### Supplied passage
When Sir Simon Stevens was appointed chief executive of NHS England in the autumn of 2013, HSJ commented – tongue-in-cheek – that he now had the chance to save the NHS for the second time.

Taking our tongue out of cheek, let us now state that he has actually managed to do it on three occasions.

Nobody will ever take Aneurin Bevan’s place as the NHS’s most iconic figure, but there is now a clear runner up.

The first time plain Mr Stevens, as he then was then, ‘saved the NHS’ came in the early 2000s, beginning as highly proactive special adviser to health secretary Alan Milburn, and then to prime minister Tony Blair. During that time – when he effectively ran the NHS from a desk in No10 – the service saw more money and effective reform than at any time in its history.

When the cash crunch came in 2010, the NHS survived because of resilience provided by that money and those reforms.

Sir Simon’s task when he became NHS England chief executive in April 2014 was to rescue the service from the disaster of Lansley reforms, amid ongoing fallout from the financial crash.

This he accomplished with a bravado unsurpassed by any British public servant. He was admittedly aided by the tacit agreement of the coalition to undoing the 2012 Act, but the speed with which he put in place a series of workarounds to effectively neuter the more damaging aspects of the legislation was often breath-taking. The entire service was soon working to a system designed by Sir Simon and which paid little attention to laws passed just a couple of years beforehand.

Part of this rescue package was to win more money for the NHS. This Sir Simon achieved with a brinkmanship which would few in his position would have even contemplated. Time and again, speaking truth to power and publicly setting out what would happen if the service’s requests were denied.

And then came the pandemic. The NHS’s success during its greatest challenge was by no means assured. Politicians, public and the media could have easily turned on the service at a number of points if it had screwed up – letting intensive care become overwhelmed in the first wave for example, or having to cancel urgent cancer operations on a national basis.

The vaccination programme, of course, is the crowning glory and HSJ knows that Sir Simon was planning this long before the first vaccine was even authorised.

### Material provided
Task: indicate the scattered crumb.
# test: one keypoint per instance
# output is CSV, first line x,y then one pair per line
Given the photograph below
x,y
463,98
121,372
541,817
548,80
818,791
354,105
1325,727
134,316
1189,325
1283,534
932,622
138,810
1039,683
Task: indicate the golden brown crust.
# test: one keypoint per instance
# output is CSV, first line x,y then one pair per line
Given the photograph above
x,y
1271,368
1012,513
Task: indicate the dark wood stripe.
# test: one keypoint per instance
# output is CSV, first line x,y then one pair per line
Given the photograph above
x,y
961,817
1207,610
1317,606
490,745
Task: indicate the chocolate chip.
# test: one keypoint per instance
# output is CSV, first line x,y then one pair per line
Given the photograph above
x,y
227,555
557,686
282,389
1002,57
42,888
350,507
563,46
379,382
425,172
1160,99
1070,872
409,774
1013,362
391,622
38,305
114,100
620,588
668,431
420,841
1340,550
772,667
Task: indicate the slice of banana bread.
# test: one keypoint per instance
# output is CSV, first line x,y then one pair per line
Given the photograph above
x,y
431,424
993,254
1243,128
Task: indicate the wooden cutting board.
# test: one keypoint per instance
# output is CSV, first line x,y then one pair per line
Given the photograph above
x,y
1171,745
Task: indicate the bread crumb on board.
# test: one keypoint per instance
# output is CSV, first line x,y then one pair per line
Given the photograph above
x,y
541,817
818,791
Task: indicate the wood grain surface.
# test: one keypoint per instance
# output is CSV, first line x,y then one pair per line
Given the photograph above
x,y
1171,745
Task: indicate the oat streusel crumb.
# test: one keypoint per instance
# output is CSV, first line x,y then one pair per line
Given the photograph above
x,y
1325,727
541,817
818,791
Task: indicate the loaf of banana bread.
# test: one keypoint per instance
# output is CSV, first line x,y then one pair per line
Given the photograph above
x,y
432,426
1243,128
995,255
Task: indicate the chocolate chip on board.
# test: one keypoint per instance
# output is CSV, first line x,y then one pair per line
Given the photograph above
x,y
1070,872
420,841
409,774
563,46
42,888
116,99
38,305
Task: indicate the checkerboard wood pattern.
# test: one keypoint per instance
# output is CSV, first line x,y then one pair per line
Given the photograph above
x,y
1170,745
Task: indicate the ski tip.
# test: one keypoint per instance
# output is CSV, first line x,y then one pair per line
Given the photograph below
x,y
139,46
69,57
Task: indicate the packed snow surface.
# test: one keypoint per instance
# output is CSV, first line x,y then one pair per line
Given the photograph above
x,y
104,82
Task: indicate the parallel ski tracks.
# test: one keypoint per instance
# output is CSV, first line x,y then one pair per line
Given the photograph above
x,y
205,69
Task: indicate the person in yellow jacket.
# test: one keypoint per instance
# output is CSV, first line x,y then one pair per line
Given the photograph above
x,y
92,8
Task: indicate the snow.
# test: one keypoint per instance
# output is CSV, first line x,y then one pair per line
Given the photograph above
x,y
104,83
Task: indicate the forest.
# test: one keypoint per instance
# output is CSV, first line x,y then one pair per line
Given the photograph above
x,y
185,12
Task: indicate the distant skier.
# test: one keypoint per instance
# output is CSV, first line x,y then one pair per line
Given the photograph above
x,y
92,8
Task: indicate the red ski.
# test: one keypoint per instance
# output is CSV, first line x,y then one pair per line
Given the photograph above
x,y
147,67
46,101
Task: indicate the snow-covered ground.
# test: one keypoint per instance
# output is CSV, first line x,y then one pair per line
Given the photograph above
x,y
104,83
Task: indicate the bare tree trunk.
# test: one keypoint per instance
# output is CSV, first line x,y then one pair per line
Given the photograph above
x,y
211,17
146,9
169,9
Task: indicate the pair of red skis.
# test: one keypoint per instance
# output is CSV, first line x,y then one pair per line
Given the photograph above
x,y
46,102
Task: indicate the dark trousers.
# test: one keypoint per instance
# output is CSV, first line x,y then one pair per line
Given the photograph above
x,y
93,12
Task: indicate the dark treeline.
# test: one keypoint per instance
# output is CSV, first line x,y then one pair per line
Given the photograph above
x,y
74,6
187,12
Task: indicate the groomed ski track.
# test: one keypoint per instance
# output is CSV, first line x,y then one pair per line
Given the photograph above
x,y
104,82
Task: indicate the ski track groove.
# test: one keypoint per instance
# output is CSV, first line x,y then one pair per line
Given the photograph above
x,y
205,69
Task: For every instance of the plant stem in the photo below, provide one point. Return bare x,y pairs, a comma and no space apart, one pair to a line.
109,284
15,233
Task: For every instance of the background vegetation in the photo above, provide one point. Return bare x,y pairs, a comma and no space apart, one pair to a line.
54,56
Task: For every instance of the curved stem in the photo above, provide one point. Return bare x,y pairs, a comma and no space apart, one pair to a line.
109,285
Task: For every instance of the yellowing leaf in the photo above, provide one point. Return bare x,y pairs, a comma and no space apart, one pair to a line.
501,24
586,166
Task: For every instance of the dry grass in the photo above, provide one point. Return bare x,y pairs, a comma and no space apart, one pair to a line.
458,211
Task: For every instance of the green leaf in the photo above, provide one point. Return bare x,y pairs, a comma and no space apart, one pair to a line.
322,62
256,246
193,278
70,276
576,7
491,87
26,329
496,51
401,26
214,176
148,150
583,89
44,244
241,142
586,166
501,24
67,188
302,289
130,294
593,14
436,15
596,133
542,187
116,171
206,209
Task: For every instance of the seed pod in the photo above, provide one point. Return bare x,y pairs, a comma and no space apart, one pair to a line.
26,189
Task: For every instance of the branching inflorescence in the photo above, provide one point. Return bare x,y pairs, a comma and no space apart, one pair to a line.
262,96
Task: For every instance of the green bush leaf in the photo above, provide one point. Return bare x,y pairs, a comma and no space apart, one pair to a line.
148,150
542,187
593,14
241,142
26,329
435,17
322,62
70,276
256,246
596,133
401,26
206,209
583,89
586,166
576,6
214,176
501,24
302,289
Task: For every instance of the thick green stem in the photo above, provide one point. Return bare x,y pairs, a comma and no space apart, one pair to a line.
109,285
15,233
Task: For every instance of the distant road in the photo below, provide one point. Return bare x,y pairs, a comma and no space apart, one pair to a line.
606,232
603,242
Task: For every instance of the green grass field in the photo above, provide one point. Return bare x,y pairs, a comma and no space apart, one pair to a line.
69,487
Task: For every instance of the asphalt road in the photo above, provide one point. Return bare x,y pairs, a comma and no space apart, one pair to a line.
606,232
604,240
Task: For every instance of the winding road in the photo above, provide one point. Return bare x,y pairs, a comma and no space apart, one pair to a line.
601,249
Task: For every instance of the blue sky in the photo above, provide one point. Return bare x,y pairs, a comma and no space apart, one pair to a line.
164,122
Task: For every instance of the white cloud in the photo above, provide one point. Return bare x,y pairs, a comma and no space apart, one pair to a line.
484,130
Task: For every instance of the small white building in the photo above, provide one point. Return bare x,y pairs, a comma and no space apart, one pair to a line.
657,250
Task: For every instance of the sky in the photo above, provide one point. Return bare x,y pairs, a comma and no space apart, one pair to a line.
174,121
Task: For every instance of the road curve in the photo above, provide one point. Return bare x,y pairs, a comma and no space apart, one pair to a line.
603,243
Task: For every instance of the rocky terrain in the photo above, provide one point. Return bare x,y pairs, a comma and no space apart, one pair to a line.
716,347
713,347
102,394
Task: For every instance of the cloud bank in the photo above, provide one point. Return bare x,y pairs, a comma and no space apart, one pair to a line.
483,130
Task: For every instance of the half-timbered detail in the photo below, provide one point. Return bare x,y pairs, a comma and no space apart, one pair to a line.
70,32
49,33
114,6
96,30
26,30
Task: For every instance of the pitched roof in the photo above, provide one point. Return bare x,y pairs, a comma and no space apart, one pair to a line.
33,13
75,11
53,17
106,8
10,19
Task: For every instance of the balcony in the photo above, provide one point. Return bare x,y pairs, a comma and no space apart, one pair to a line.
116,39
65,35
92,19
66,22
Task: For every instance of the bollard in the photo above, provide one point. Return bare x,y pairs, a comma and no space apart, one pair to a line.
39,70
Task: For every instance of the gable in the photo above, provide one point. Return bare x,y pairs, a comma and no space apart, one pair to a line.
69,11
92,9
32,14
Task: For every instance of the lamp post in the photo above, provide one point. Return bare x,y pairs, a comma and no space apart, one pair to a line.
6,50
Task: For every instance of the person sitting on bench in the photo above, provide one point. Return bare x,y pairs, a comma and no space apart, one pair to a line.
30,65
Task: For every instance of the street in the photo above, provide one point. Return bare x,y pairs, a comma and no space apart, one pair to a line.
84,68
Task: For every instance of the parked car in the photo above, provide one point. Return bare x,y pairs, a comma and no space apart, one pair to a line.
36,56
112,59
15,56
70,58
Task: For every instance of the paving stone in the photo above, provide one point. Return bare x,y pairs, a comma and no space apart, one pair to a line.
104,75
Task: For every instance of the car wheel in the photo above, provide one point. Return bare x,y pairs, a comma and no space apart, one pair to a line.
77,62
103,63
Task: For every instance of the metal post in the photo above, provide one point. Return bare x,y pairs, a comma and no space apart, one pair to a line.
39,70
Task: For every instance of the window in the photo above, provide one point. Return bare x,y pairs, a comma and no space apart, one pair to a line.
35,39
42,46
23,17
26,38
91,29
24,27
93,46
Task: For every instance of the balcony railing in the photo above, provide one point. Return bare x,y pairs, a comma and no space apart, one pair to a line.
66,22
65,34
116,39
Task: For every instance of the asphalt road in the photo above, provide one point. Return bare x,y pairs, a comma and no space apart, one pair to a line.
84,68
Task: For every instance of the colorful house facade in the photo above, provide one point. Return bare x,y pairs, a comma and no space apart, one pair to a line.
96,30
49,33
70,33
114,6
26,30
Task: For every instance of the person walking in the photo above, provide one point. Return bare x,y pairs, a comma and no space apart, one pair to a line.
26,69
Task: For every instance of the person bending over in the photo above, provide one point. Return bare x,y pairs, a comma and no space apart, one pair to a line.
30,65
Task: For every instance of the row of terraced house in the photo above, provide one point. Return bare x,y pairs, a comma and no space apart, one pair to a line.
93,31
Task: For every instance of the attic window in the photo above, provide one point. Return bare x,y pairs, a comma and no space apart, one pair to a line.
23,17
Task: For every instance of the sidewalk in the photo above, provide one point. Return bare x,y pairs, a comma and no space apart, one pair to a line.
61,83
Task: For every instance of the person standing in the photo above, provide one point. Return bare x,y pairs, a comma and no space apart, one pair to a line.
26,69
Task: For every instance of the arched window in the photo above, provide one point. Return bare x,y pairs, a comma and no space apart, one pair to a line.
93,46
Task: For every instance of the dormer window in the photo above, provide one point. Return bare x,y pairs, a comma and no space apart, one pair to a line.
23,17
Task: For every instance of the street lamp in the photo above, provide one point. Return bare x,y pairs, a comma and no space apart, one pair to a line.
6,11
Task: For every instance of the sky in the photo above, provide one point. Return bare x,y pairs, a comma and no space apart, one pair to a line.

### Exercise A
Reproduce the part of the Simon Stevens editorial that begins at the words "Part of this" and ends after the words "a national basis.".
### Exercise B
Write the text that follows the last sentence of the Simon Stevens editorial.
These records were drawn from a separate source.

### Response area A
Part of this rescue package was to win more money for the NHS. This Sir Simon achieved with a brinkmanship which would few in his position would have even contemplated. Time and again, speaking truth to power and publicly setting out what would happen if the service’s requests were denied.

And then came the pandemic. The NHS’s success during its greatest challenge was by no means assured. Politicians, public and the media could have easily turned on the service at a number of points if it had screwed up – letting intensive care become overwhelmed in the first wave for example, or having to cancel urgent cancer operations on a national basis.

### Response area B
The covid inquiry – when it arrives – will show a more nuanced picture. But in the heat of the battle Sir Simon kept the service going and, as a result, it rose even higher in the public’s estimation at a time when failure may have – once again — created existential consequences.

But Sir Simon’s time as the NHS England boss has not been without its missteps.

In one sense, his seven year term has not allowed him to do what he was hired for. The greatest strategic health policy thinker of his generation was forced to move from one set of tactical challenges to another.

Indeed, it is harder to think of a more difficult environment in which to drive forward strategic change than one presented by austerity, Brexit and the pandemic. Because of this, we may have not have seen the best of Simon Stevens – though it is also essential to add that no other healthcare leader was better equipped to meet those challenges.

Sir Simon was not always right in his policy priorities. He took too long to realise the seriousness of the NHS’s workforce challenge and has only recently started to ‘get’ the importance of technology in transforming health services.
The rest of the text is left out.